THE REQUEST
Pull out the passage from the forum thread about Zach Randolph that runs from "## chromekilla (Aug" to "to own a gun.", word for word.

Kiss_My_Darius said:


> Heck if we can make a 5 page thread on a analysis of Morrison by some hack, then Zbo stoned in a car that is speed racing deserves at least . . . say 10-15 pages.


PLUS another 5-10 pages about the guns.

Duh.

:wave:

PBF


----------



## Paxil (Jan 1, 2003)

So let me get this right... Zach is an car when someone else got a speeding ticket?

AND THAT IS NEWS? 

Good freaking lord. Come on now Oregonian... you can do better than that can't you? Where's the fighting dogs... the drawn guns... the airport metal detector... the open door leading to pot in the crawl space? I want thrown cell phones, roaches in an ash tray, guns on planes but all you give me is "Zach's friend gets a ticket?!" Bah! Go back to work. Wake me when you have some real news. Some where out there a Blazers is kicking someone's cat and you are MISSING IT!


----------



## Oldmangrouch (Feb 11, 2003)

ProudBFan said:


> I simply cannot fathom how anyone can be expected to cheer for such a mind-numbingly stupid person/player.
> 
> PBF


Gee, I wasn't aware being dumb was proof of "bad character". :boohoo:


----------



## chromekilla (Aug 21, 2005)

blue32 said:


> Dudes, Zach has a concealed weapons permit, they were his guns, he broke no law.
> 
> 
> If i had the extra dough, i'd have a .40 or .45 as well, w/permit. it's definitely in our rights to own a gun.
> ...


That is a good point i would own a 45 too if i had the money and it wasnt against the law for me to buy guns.I really hope this wasnt as bad as it seems but the media just makes it bigger then is actucally is.


----------



## ProudBFan (Apr 29, 2003)

I think many here are missing the point (at least, the reason I'm ticked about this thing):

No, technically, Zach didn't do anything illegal here. He wasn't driving. The guns are legally registered. No drugs were found in the car. He wasn't smoking when at the time he got pulled over. He wasn't arrested for anything...

...but he was _involved_. He's hanging out with the same stupid people, doing the same stupid things, and taking the same stupid risks he's been taking the last couple years. It points the the fact that he just doesn't give a rip. He's gonna do whatever the heck he wants to do, and it doesn't matter to him if someone gets hurt (as could easily happen when running a red light), what it might do to his ability to play the game (smoke hurts your lungs), or it just reflects badly on himself, the franchise, or the city.

In other words, Zach's a stupid, selfish son-of-a-***** who hasn't learned _anything_ about responsibility or accountability in all the time he's been here. And since he hasn't learned that **** by now, he is obviously never going to. And I don't think this team want/sneeds anyone that stupid / arrogant hanging around. It's counter to the "culture of winning" the franchise _says_ it's trying to foster.

Make all the excuses you want, it's only a matter of time before Zach REALLY ****s up. And I don't want him wearing a Blazers uni *when* (not if) he does.

PBF


----------



## Oldmangrouch (Feb 11, 2003)

Samuel said:


> 1. Zach Randolph wasn't driving a speeding vehicle.
> 2. Zach Randolph wasn't carrying unregistered weapons.
> 3. According to the police, Zach Randolph and his driver weren't caught smoking marijuana, weren't in possession of marijuana, weren't driving under the influence of marijuana.
> 4. Zach Randolph isn't young enough to be charged with being out after curfew.

Items from a data source:
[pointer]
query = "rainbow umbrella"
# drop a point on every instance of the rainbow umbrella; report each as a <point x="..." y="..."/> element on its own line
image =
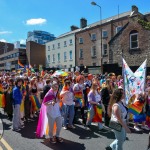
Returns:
<point x="60" y="73"/>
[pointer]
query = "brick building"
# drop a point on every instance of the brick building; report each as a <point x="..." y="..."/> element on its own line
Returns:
<point x="9" y="56"/>
<point x="90" y="46"/>
<point x="133" y="41"/>
<point x="35" y="54"/>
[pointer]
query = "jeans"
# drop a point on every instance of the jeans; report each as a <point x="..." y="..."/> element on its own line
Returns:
<point x="69" y="111"/>
<point x="117" y="144"/>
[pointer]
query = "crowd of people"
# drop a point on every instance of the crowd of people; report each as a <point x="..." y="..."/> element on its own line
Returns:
<point x="24" y="96"/>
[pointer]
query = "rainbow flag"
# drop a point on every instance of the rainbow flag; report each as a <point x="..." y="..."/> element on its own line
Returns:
<point x="79" y="100"/>
<point x="35" y="103"/>
<point x="2" y="100"/>
<point x="20" y="64"/>
<point x="98" y="113"/>
<point x="136" y="108"/>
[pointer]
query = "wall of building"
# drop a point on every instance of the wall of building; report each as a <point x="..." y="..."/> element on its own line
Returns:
<point x="50" y="51"/>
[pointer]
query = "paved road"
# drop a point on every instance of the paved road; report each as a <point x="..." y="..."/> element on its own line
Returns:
<point x="76" y="139"/>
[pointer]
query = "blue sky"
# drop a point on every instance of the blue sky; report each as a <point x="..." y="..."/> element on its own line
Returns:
<point x="17" y="17"/>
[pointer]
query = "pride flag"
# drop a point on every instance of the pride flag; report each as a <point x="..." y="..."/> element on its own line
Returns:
<point x="79" y="99"/>
<point x="20" y="64"/>
<point x="136" y="108"/>
<point x="2" y="100"/>
<point x="98" y="113"/>
<point x="35" y="103"/>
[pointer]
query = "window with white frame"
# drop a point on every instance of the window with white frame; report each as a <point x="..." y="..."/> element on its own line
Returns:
<point x="70" y="55"/>
<point x="93" y="51"/>
<point x="104" y="34"/>
<point x="53" y="58"/>
<point x="58" y="57"/>
<point x="93" y="36"/>
<point x="134" y="39"/>
<point x="65" y="56"/>
<point x="118" y="29"/>
<point x="48" y="58"/>
<point x="65" y="43"/>
<point x="53" y="46"/>
<point x="70" y="41"/>
<point x="104" y="49"/>
<point x="48" y="48"/>
<point x="58" y="45"/>
<point x="80" y="40"/>
<point x="81" y="53"/>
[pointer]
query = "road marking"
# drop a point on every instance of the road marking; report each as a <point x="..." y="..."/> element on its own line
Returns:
<point x="5" y="144"/>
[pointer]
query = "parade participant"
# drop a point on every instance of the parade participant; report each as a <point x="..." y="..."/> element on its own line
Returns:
<point x="141" y="116"/>
<point x="27" y="102"/>
<point x="35" y="105"/>
<point x="51" y="100"/>
<point x="106" y="94"/>
<point x="9" y="99"/>
<point x="79" y="97"/>
<point x="17" y="98"/>
<point x="118" y="116"/>
<point x="68" y="103"/>
<point x="95" y="106"/>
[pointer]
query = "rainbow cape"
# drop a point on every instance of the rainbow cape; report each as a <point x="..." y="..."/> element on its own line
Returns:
<point x="136" y="108"/>
<point x="35" y="103"/>
<point x="2" y="100"/>
<point x="79" y="100"/>
<point x="98" y="113"/>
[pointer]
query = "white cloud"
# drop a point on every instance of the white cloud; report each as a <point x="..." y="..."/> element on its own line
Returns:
<point x="38" y="21"/>
<point x="3" y="40"/>
<point x="5" y="32"/>
<point x="22" y="41"/>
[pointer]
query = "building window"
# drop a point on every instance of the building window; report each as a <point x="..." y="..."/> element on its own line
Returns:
<point x="48" y="58"/>
<point x="65" y="43"/>
<point x="105" y="34"/>
<point x="65" y="56"/>
<point x="94" y="64"/>
<point x="53" y="57"/>
<point x="80" y="40"/>
<point x="104" y="49"/>
<point x="70" y="41"/>
<point x="58" y="57"/>
<point x="58" y="45"/>
<point x="118" y="29"/>
<point x="81" y="53"/>
<point x="93" y="36"/>
<point x="134" y="39"/>
<point x="48" y="48"/>
<point x="70" y="55"/>
<point x="93" y="51"/>
<point x="53" y="46"/>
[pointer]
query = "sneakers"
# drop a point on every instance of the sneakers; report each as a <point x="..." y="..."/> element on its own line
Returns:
<point x="137" y="128"/>
<point x="52" y="140"/>
<point x="145" y="127"/>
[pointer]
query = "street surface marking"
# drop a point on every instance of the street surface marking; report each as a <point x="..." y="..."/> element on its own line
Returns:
<point x="5" y="144"/>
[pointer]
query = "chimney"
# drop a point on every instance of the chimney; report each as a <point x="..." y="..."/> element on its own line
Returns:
<point x="83" y="23"/>
<point x="73" y="28"/>
<point x="135" y="9"/>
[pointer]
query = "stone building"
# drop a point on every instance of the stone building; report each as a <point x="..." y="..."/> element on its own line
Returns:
<point x="35" y="54"/>
<point x="132" y="41"/>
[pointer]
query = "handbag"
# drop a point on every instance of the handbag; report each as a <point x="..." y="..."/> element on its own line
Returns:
<point x="115" y="125"/>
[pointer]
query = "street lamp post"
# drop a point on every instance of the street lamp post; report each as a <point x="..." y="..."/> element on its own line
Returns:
<point x="95" y="4"/>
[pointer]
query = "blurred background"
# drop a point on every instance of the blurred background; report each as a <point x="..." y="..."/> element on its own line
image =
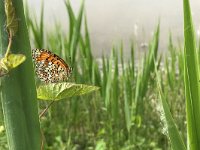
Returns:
<point x="113" y="21"/>
<point x="126" y="113"/>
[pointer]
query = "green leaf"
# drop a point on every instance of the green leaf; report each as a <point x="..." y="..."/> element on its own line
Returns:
<point x="58" y="91"/>
<point x="11" y="20"/>
<point x="10" y="62"/>
<point x="191" y="80"/>
<point x="174" y="136"/>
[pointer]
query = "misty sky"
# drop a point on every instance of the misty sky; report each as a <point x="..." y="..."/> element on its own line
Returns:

SOLVED EXERCISE
## chromekilla (Aug 21, 2005)

blue32 said:


> Dudes, Zach has a concealed weapons permit, they were his guns, he broke no law.
> 
> 
> If i had the extra dough, i'd have a .40 or .45 as well, w/permit. it's definitely in our rights to own a gun.